Work request:
Reproduce, word for word, the portion of the baseball analysis starting with "Max exit velocity is" and going on through "from Alex Chamberlain.".

Extract:
● ● ● ●
With those things in mind, you might say that what we have seen from the young phenom thus far is a bit disappointing. In 757 plate appearances through his age-21 season, Guerrero has posted a 107 wRC+. That places him 112th amongst all hitters since 2019 (for players with at least 500 plate appearances), sandwiched between the aging Robinson Canó and Omar Narváez. But I would note that context is key. Guerrero is one of only 10 players to receive 500 plate appearances through age 21. On that list, he ranks seventh in wRC+ behind Juan Soto, Fernando Tatis Jr., Cody Bellinger, Ronald Acuña Jr., and Carlos Correa. One could argue that four of those guys are on a Hall of Fame trajectory while the fifth (Correa) has been one of the top talents in the sport when he is not struggling with injury.

Guerrero is in rare company given the amount of big-league time he has logged at such a young age; that is an accomplishment in and of itself. But we are still left wanting more. How can he unlock his generational tools and become the hitter we hope he can be? I would argue the most glaring potential adjustment is to his swing plane. In 2019 and ’20, Guerrero posted groundball rates of 50.4% and 54.6%, respectively. The following represents his rolling average groundball rate in 25 groundball samples:

A whopping 68.5% of these samples yielded groundball rates above the major league average. Over the past two seasons, major league hitters have produced a .218 wOBA and .244 BABIP on groundballs compared to a .500 wOBA and .344 BABIP on batted balls in the air. Among the group of players with 500 plate appearances the past two seasons, Guerrero ranks 15th out of 226 players in the cohort. The frustrating part of this phenomenon is that he hits the ball exceptionally hard, to the point where if he put the ball in the air at closer to league average rates he would be a candidate to place amongst the league leaders in home runs and overall production.

To get a better idea of how Guerrero compares to sluggers with his prodigious power, I pulled the batted ball data from Baseball Savant (via Bill Petti’s baseballR package) for a select few right-handed hitters who posted comparable maximum exit velocities to Guerrero in ’19 and 2020. This list includes the following:

Top Right-Handed Sluggers 2019-20
Player Max EV 2019 Max EV 2020
Aaron Judge 118.1 113.1
Fernando Tatis Jr. 115.9 115.6
Gary Sánchez 119.1 117.5
Giancarlo Stanton 120.6 121.3
José Abreu 117.9 114.0
Marcell Ozuna 115.9 115.6
Mike Trout 116.6 112.9
Nelson Cruz 117.0 114.4
Pete Alonso 118.3 118.4
Ronald Acuña Jr. 115.9 114.8
SOURCE: MLB Advanced Media

Max exit velocity is our best indication of a player’s raw power. We do not have to worry about a sufficient sample of plate appearances to see how that power plays in the game; all we care about is how hard the player can put the ball in play if he makes optimal contact. You, the reader, might gripe that it is difficult to use max exit velocity to gauge a player’s power. How do we know this is truly the hardest he can hit the ball? To that I say, yes, smart reader we definitely do not know if a player’s maximum exit velocity is actually the hardest he will hit the ball. But, I will say, we can reasonably confident that we are in range fairly quickly, based on research from Alex Chamberlain.
● ● ● ●
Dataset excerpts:
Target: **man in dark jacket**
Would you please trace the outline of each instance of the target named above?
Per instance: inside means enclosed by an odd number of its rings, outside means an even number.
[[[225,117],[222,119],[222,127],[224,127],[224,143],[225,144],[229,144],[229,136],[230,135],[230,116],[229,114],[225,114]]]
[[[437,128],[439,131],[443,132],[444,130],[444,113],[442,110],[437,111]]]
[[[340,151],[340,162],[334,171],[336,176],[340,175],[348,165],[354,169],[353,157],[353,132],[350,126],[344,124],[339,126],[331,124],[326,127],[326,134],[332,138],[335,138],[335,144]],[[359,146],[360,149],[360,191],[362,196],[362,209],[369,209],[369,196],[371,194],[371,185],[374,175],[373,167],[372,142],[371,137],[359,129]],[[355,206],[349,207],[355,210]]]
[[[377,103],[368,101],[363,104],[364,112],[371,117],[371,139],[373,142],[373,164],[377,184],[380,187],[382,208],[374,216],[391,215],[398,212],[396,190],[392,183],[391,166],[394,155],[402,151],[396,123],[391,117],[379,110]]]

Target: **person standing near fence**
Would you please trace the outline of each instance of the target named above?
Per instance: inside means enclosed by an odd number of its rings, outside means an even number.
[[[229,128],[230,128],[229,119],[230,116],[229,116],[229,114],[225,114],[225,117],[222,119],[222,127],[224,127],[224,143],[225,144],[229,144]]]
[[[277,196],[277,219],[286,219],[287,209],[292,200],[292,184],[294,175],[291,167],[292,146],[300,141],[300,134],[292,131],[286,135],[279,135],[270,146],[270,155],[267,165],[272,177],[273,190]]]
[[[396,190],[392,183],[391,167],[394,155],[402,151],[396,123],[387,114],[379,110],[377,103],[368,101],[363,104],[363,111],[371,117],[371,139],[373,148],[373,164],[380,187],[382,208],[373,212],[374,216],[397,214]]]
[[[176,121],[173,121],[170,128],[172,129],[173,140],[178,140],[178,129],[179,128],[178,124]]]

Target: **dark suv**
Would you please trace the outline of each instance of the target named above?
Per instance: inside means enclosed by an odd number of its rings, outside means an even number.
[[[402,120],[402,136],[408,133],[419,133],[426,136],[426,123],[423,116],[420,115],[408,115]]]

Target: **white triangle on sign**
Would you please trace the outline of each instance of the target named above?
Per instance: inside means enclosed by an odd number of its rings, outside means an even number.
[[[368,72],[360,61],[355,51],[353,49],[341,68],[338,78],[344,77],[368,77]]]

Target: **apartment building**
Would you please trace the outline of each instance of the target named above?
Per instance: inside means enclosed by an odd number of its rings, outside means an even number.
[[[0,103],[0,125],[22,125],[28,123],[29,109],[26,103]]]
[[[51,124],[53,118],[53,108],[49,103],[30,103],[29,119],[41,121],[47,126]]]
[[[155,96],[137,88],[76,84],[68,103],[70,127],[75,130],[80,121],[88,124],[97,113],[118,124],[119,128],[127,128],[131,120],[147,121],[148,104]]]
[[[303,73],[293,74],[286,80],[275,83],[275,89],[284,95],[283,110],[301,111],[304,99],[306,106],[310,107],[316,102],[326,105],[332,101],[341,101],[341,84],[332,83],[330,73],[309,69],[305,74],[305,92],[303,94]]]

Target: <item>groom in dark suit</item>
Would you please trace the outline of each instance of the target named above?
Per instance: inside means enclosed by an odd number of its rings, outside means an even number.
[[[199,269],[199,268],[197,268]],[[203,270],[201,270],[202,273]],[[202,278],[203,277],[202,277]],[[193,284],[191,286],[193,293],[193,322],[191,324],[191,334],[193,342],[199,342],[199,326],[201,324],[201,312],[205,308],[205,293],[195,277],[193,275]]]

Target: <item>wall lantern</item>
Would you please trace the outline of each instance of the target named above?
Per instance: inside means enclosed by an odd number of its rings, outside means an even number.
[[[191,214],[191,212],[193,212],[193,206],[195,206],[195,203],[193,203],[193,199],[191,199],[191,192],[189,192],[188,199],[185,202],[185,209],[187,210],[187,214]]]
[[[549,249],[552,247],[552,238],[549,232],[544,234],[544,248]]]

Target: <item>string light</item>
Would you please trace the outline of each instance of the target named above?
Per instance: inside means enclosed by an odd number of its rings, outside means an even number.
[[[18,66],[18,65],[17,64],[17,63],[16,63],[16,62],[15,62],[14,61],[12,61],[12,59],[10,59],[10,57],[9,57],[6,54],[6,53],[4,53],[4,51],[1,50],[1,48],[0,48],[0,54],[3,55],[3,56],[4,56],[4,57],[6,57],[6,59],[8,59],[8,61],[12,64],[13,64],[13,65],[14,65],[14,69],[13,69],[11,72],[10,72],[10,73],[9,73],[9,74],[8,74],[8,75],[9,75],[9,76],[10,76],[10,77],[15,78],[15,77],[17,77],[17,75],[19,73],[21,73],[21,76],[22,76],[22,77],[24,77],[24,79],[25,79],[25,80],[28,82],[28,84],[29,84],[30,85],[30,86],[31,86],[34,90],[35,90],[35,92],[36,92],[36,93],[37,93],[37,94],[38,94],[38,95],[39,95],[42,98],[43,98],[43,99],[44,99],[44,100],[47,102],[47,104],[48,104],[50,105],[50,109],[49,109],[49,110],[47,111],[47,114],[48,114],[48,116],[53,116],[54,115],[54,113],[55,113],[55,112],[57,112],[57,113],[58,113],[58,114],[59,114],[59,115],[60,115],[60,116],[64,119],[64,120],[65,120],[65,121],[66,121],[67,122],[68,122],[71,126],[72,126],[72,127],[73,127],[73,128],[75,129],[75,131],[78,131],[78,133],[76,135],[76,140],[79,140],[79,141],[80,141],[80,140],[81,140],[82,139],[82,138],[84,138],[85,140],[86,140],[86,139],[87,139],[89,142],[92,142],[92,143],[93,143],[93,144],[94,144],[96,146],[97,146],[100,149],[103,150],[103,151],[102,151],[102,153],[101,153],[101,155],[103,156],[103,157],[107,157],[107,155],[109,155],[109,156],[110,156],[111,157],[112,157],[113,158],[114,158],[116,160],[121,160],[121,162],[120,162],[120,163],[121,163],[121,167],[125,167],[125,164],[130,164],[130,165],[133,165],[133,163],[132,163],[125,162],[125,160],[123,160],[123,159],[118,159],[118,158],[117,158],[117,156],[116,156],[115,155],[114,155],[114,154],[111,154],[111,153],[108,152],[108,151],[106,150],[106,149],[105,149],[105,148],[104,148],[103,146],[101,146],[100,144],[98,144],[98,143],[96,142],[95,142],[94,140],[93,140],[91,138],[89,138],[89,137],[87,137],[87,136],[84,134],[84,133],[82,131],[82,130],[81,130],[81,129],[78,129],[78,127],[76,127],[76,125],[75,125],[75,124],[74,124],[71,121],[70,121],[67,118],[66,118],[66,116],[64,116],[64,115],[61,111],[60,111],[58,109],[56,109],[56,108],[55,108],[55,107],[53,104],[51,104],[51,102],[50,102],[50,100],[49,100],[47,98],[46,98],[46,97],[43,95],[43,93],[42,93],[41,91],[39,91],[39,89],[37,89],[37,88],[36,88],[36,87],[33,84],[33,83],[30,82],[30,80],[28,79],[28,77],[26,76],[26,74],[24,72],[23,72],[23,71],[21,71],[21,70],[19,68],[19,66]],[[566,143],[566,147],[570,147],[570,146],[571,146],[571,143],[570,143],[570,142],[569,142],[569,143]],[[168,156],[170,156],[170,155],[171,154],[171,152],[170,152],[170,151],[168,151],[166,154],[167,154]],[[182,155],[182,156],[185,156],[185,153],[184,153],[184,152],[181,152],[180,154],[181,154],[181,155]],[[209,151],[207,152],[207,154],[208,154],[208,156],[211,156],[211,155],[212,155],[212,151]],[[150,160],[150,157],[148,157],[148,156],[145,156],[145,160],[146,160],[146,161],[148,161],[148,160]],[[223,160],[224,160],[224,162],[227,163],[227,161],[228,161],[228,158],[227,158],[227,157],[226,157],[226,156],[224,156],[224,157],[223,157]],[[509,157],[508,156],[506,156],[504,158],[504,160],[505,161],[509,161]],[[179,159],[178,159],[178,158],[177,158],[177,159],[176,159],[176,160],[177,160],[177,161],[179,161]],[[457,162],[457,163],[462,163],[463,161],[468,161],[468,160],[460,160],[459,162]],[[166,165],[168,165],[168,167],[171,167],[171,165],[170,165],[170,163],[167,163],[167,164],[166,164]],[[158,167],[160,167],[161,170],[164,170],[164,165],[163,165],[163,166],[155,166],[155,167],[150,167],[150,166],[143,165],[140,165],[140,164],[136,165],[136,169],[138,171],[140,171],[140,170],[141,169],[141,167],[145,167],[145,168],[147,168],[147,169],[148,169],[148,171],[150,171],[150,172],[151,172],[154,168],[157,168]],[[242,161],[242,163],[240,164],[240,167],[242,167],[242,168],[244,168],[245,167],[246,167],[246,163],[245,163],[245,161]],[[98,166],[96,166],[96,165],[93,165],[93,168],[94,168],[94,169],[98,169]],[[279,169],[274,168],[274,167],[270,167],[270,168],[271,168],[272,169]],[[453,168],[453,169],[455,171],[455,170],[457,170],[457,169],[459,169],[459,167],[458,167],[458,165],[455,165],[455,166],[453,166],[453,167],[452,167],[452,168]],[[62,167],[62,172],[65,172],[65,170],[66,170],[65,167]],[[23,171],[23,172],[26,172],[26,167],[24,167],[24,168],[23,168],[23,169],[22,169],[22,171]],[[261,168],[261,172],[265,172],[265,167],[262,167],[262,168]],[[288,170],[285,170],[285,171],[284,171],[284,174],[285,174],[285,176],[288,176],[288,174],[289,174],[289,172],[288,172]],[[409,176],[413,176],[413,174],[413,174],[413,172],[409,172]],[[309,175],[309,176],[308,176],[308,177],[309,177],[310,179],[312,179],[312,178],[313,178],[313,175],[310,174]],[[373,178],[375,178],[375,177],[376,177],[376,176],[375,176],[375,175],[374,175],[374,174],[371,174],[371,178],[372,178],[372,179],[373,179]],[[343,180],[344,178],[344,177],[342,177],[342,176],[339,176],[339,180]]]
● ● ● ●
Task solution:
Max exit velocity is our best indication of a player’s raw power. We do not have to worry about a sufficient sample of plate appearances to see how that power plays in the game; all we care about is how hard the player can put the ball in play if he makes optimal contact. You, the reader, might gripe that it is difficult to use max exit velocity to gauge a player’s power. How do we know this is truly the hardest he can hit the ball? To that I say, yes, smart reader we definitely do not know if a player’s maximum exit velocity is actually the hardest he will hit the ball. But, I will say, we can reasonably confident that we are in range fairly quickly, based on research from Alex Chamberlain.